▸ **Work to be completed**:
Update every item below by replacing "jersey number 7" with "jersey number 10" and leaving everything else unchanged. Omit the pictures from your answer.

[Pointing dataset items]
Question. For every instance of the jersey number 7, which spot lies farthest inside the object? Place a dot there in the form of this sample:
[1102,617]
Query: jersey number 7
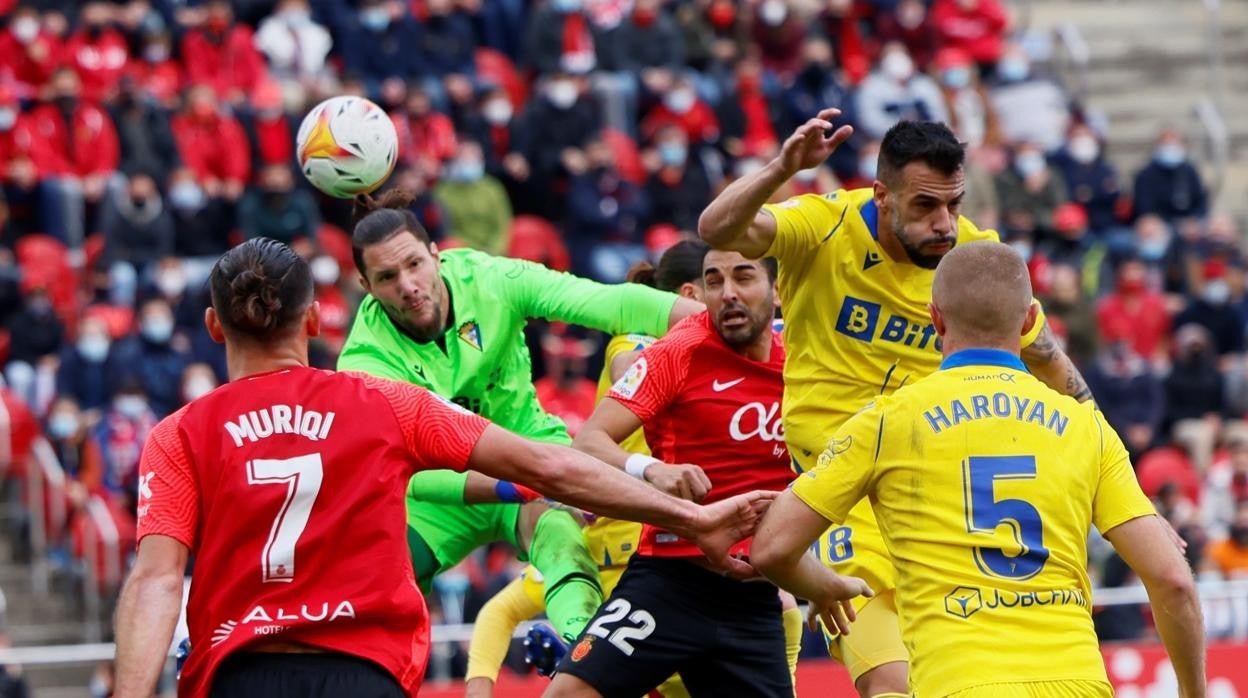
[985,513]
[301,476]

▸ **Exercise result**:
Question. For every instance of the jersey number 10, which spot lies farthest inside the object? Place a dot there in the form of this sample:
[1102,617]
Query: jersey number 10
[985,513]
[301,476]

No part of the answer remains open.